● **The task**:
Reproduce the mailing-list message below verbatim, keeping every character and line break unchanged.

● **Given passage**:

Date: Fri, 19 Jan 2024 19:23:52 +0000
From: Yosry Ahmed <yosryahmed@xxxxxxxxxx>
To: Chris Li <chrisl@xxxxxxxxxx>
Cc: Andrew Morton <akpm@xxxxxxxxxxxxxxxxxxxx>, linux-kernel@xxxxxxxxxxxxxxx,
linux-mm@xxxxxxxxx, Wei =?utf-8?B?WHXvv7w=?= <weixugc@xxxxxxxxxx>,
Yu Zhao <yuzhao@xxxxxxxxxx>, Greg Thelen <gthelen@xxxxxxxxxx>,
Chun-Tse Shao <ctshao@xxxxxxxxxx>,
Suren =?utf-8?B?QmFnaGRhc2FyeWFu77+8?= <surenb@xxxxxxxxxx>,
Brain Geffon <bgeffon@xxxxxxxxxx>, Minchan Kim <minchan@xxxxxxxxxx>,
Michal Hocko <mhocko@xxxxxxxx>,
Mel Gorman <mgorman@xxxxxxxxxxxxxxxxxxx>,
Huang Ying <ying.huang@xxxxxxxxx>, Nhat Pham <nphamcs@xxxxxxxxx>,
Johannes Weiner <hannes@xxxxxxxxxxx>,
Kairui Song <kasong@xxxxxxxxxxx>,
Zhongkun He <hezhongkun.hzk@xxxxxxxxxxxxx>,
Kemeng Shi <shikemeng@xxxxxxxxxxxxxxx>,
Barry Song <v-songbaohua@xxxxxxxx>,
"Matthew Wilcox (Oracle)" <willy@xxxxxxxxxxxxx>,
"Liam R. Howlett" <Liam.Howlett@xxxxxxxxxx>,
Joel Fernandes <joel@xxxxxxxxxxxxxxxxx>,
Chengming Zhou <zhouchengming@xxxxxxxxxxxxx>
Subject: Re: [PATCH 1/2] mm: zswap.c: add xarray tree to zswap
Message-ID: <ZarMHYEqXCOeKau0@xxxxxxxxxx>
References: <20240117-zswap-xarray-v1-0-6daa86c08fae@xxxxxxxxxx>
<20240117-zswap-xarray-v1-1-6daa86c08fae@xxxxxxxxxx>
<CAJD7tkYEx57CPBoaN9GW4M3Mx-+jEsOMWJ02nLKSKD-MLb-WPA@xxxxxxxxxxxxxx>
<CAF8kJuO5tAqwyKQK7AasWgs3Ohfc2osD9oX0m8YAkfsAZsjjyQ@xxxxxxxxxxxxxx>
MIME-Version: 1.0
Content-Type: text/plain; charset=us-ascii
Content-Disposition: inline
In-Reply-To:
<CAF8kJuO5tAqwyKQK7AasWgs3Ohfc2osD9oX0m8YAkfsAZsjjyQ@xxxxxxxxxxxxxx>
> > -static struct zswap_entry *zswap_rb_search(struct rb_root *root,
pgoff_t offset)

● **Dataset excerpts**:
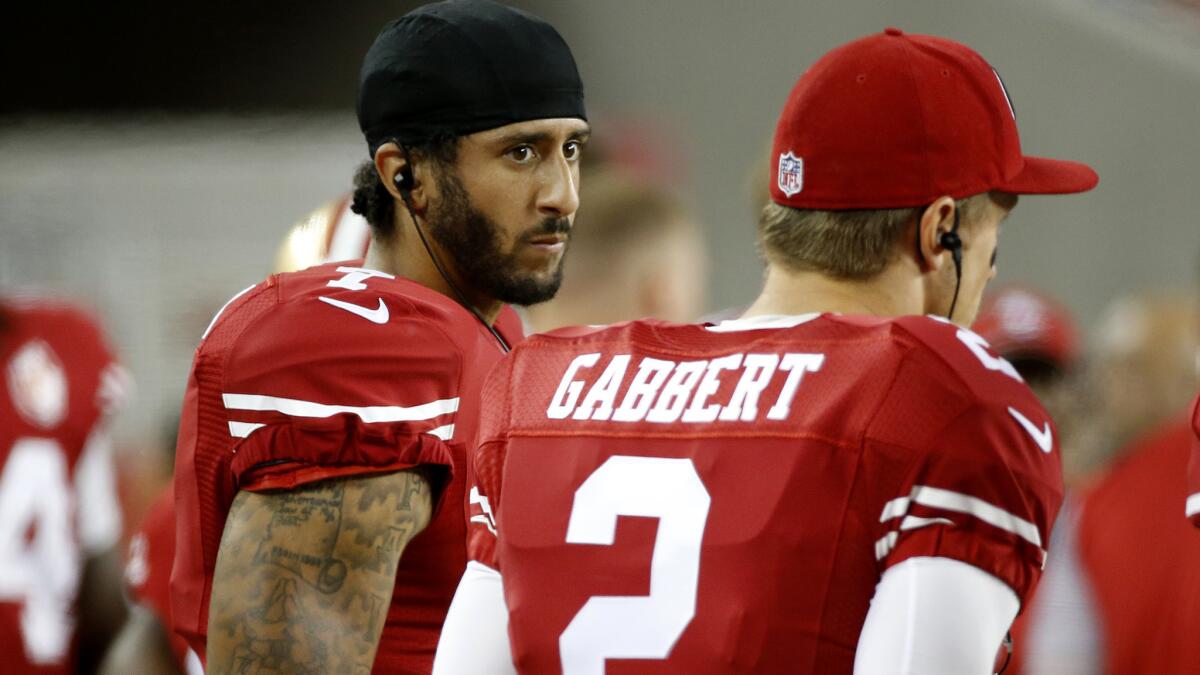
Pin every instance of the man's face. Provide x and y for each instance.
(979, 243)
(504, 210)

==

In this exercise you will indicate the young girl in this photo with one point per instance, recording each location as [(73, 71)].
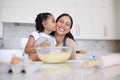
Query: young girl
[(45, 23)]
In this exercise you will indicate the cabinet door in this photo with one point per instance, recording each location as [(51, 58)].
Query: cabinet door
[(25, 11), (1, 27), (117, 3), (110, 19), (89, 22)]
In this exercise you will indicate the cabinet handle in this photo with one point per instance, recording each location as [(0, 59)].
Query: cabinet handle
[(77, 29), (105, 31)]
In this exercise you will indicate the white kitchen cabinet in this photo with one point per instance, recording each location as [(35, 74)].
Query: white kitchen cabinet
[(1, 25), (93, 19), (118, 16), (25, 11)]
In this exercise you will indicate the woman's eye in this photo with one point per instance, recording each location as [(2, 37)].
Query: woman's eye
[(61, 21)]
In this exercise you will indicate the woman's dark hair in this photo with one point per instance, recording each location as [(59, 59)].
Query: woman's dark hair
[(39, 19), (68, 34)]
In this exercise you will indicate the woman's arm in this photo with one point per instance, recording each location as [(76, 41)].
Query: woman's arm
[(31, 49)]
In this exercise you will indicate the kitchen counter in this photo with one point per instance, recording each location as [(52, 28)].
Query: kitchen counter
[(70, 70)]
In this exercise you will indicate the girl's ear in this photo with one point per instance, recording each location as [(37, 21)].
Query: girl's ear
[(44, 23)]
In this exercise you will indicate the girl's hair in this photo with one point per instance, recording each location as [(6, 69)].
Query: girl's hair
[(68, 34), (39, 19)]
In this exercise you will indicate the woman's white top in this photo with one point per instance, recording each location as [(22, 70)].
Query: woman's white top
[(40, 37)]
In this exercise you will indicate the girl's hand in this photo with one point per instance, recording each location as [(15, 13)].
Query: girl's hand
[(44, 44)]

...

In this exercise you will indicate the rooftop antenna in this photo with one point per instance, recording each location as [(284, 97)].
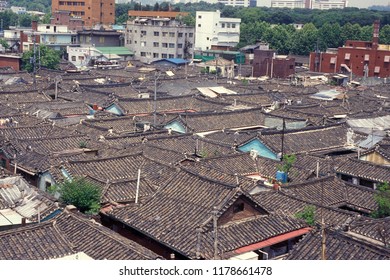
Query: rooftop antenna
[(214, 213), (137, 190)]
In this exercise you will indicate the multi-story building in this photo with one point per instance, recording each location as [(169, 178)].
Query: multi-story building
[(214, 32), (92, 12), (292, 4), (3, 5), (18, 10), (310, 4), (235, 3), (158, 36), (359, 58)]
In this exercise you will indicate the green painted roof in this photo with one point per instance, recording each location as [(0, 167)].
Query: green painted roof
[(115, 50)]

● **Problem solution**:
Date: Fri, 19 Jan 2024 19:23:52 +0000
From: Yosry Ahmed <yosryahmed@xxxxxxxxxx>
To: Chris Li <chrisl@xxxxxxxxxx>
Cc: Andrew Morton <akpm@xxxxxxxxxxxxxxxxxxxx>, linux-kernel@xxxxxxxxxxxxxxx,
linux-mm@xxxxxxxxx, Wei =?utf-8?B?WHXvv7w=?= <weixugc@xxxxxxxxxx>,
Yu Zhao <yuzhao@xxxxxxxxxx>, Greg Thelen <gthelen@xxxxxxxxxx>,
Chun-Tse Shao <ctshao@xxxxxxxxxx>,
Suren =?utf-8?B?QmFnaGRhc2FyeWFu77+8?= <surenb@xxxxxxxxxx>,
Brain Geffon <bgeffon@xxxxxxxxxx>, Minchan Kim <minchan@xxxxxxxxxx>,
Michal Hocko <mhocko@xxxxxxxx>,
Mel Gorman <mgorman@xxxxxxxxxxxxxxxxxxx>,
Huang Ying <ying.huang@xxxxxxxxx>, Nhat Pham <nphamcs@xxxxxxxxx>,
Johannes Weiner <hannes@xxxxxxxxxxx>,
Kairui Song <kasong@xxxxxxxxxxx>,
Zhongkun He <hezhongkun.hzk@xxxxxxxxxxxxx>,
Kemeng Shi <shikemeng@xxxxxxxxxxxxxxx>,
Barry Song <v-songbaohua@xxxxxxxx>,
"Matthew Wilcox (Oracle)" <willy@xxxxxxxxxxxxx>,
"Liam R. Howlett" <Liam.Howlett@xxxxxxxxxx>,
Joel Fernandes <joel@xxxxxxxxxxxxxxxxx>,
Chengming Zhou <zhouchengming@xxxxxxxxxxxxx>
Subject: Re: [PATCH 1/2] mm: zswap.c: add xarray tree to zswap
Message-ID: <ZarMHYEqXCOeKau0@xxxxxxxxxx>
References: <20240117-zswap-xarray-v1-0-6daa86c08fae@xxxxxxxxxx>
<20240117-zswap-xarray-v1-1-6daa86c08fae@xxxxxxxxxx>
<CAJD7tkYEx57CPBoaN9GW4M3Mx-+jEsOMWJ02nLKSKD-MLb-WPA@xxxxxxxxxxxxxx>
<CAF8kJuO5tAqwyKQK7AasWgs3Ohfc2osD9oX0m8YAkfsAZsjjyQ@xxxxxxxxxxxxxx>
MIME-Version: 1.0
Content-Type: text/plain; charset=us-ascii
Content-Disposition: inline
In-Reply-To:
<CAF8kJuO5tAqwyKQK7AasWgs3Ohfc2osD9oX0m8YAkfsAZsjjyQ@xxxxxxxxxxxxxx>
> > -static struct zswap_entry *zswap_rb_search(struct rb_root *root,
pgoff_t offset)